--- OBJECTIVE ---
Write out each line word for word. Drop pictures.
begin EXTRACTED MATERIAL
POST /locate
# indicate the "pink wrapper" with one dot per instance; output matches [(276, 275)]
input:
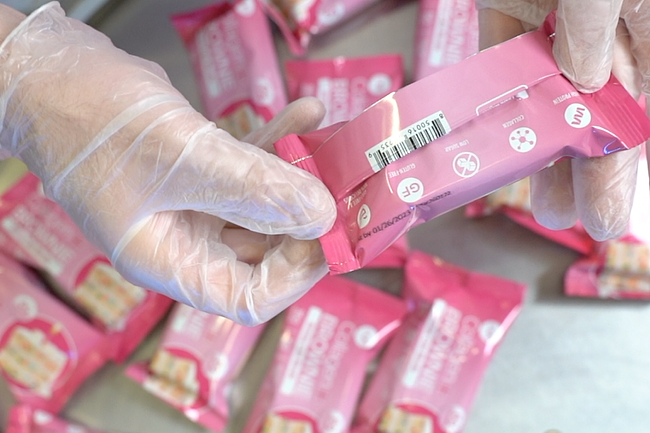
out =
[(24, 419), (300, 20), (37, 232), (514, 202), (196, 362), (46, 350), (447, 32), (235, 64), (329, 337), (517, 115), (346, 86), (620, 268), (430, 372)]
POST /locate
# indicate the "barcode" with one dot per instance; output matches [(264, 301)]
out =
[(407, 140)]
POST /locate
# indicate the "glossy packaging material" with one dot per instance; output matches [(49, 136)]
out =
[(620, 268), (447, 32), (300, 20), (433, 366), (37, 232), (46, 350), (329, 337), (453, 137), (196, 362), (514, 202), (346, 86), (24, 419), (235, 64)]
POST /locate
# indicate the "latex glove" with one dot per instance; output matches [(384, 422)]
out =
[(590, 42), (178, 206)]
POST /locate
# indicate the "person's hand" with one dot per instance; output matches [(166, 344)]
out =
[(590, 43), (178, 205)]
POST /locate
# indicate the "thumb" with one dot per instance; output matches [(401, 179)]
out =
[(584, 41)]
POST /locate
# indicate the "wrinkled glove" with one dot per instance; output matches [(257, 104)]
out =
[(590, 43), (178, 205)]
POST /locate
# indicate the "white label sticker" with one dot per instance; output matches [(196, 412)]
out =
[(407, 140)]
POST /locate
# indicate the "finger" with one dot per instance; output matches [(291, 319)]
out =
[(181, 255), (496, 27), (585, 34), (552, 196), (604, 190), (299, 117)]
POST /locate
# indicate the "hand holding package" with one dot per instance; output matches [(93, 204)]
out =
[(151, 182)]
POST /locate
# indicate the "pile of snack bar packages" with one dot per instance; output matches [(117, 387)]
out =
[(65, 312)]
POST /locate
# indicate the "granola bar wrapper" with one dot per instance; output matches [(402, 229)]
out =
[(197, 360), (514, 201), (429, 374), (37, 232), (425, 150), (345, 86), (620, 268), (46, 350), (235, 64), (300, 20), (329, 337), (447, 32), (24, 419)]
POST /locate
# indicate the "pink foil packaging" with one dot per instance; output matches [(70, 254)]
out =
[(346, 86), (329, 337), (24, 419), (620, 268), (235, 63), (37, 232), (447, 32), (300, 20), (196, 362), (46, 350), (496, 117), (429, 374), (514, 202)]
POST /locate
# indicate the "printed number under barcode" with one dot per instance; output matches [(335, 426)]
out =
[(409, 139)]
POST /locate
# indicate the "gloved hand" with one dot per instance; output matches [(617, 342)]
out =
[(590, 42), (177, 205)]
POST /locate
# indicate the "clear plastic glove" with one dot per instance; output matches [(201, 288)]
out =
[(590, 43), (178, 205)]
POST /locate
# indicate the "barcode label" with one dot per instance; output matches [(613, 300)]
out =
[(407, 140)]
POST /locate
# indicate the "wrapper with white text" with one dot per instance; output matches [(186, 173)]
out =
[(196, 362), (38, 232), (329, 337), (430, 372), (235, 64), (453, 137)]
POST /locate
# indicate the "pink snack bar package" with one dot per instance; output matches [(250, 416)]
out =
end EXTRACTED MATERIAL
--- OUTPUT BELOW ---
POST /locate
# indicate the "pink wrapper" with one dot per instance; output matches [(276, 275)]
input:
out =
[(24, 419), (300, 20), (37, 232), (514, 202), (196, 362), (46, 350), (447, 32), (235, 64), (329, 337), (517, 115), (346, 86), (620, 268), (430, 372)]
POST /locate
# indicate the "barcode" with one dot per instance; output matches [(264, 301)]
out =
[(407, 140)]
POST /locate
# indicate the "glossy packaging material" with one dot per instance; output matches [(49, 136)]
out =
[(620, 268), (447, 32), (300, 20), (433, 366), (37, 232), (46, 350), (329, 337), (453, 137), (196, 362), (514, 202), (346, 86), (24, 419), (235, 64)]
POST /locate
# indicate the "latex glove" with one dot per instance; output matches [(384, 422)]
out =
[(590, 42), (178, 206)]
POST /locate
# indicate the "person's hand" with one dot per instance; output matches [(166, 344)]
out =
[(590, 43), (178, 205)]
POST /locate
# indicate the "thumb" with one dot per instance; output matches [(401, 179)]
out =
[(584, 41)]
POST /locate
# indicate the "wrinkled glove" with one dot per instance; output matches [(257, 104)]
out =
[(590, 43), (178, 205)]
POST /locate
# indicate the "white label sticker" with one dot per instance; output matches [(196, 412)]
out =
[(407, 140)]
POST /locate
# indicate the "finger" with one dot per instance; output matches [(291, 319)]
out =
[(181, 255), (496, 27), (585, 34), (552, 196), (604, 190), (299, 117)]
POST /locate
# indicate the "hand holding package" with one dot per instance; output matches [(93, 204)]
out =
[(151, 182)]
POST /locate
# indicate the "pile of snack bar packages" with one dot per instance; output matches [(117, 387)]
out =
[(65, 312)]
POST /locate
# indicate the "granola bar wrapper" with one dot per instance; output matches [(402, 229)]
out =
[(197, 360), (514, 201), (429, 374), (37, 232), (425, 150), (345, 86), (620, 268), (46, 350), (235, 64), (300, 20), (329, 337), (447, 32), (24, 419)]
POST /locate
# indicate the "pink foil packaging" with one dot per instance; output matches [(70, 254)]
out =
[(346, 86), (329, 337), (24, 419), (620, 268), (235, 63), (37, 232), (447, 32), (300, 20), (196, 362), (46, 350), (496, 117), (429, 374), (514, 202)]
POST /locate
# indicate the "printed number under barcode" with one dot per instance; output matches [(335, 426)]
out =
[(409, 139)]
POST /locate
# indicate the "gloved hand" with one dot per instance; output matches [(617, 342)]
out =
[(590, 42), (177, 205)]
POST /locate
# indicate the "clear plastic glove" with one dot per instance; output matches [(201, 288)]
out =
[(590, 43), (178, 205)]
POST /locate
# indicate the "barcode label" with one dot per instance; output matches [(613, 300)]
out =
[(407, 140)]
POST /locate
# indicate the "wrapper with white text" with one dot per instance; output matches [(186, 173)]
out =
[(196, 362), (38, 232), (329, 337), (430, 372), (235, 64), (453, 137)]
POST /locate
# indicate the "pink snack bar package" with one dot per instance; output matches [(250, 416)]
out =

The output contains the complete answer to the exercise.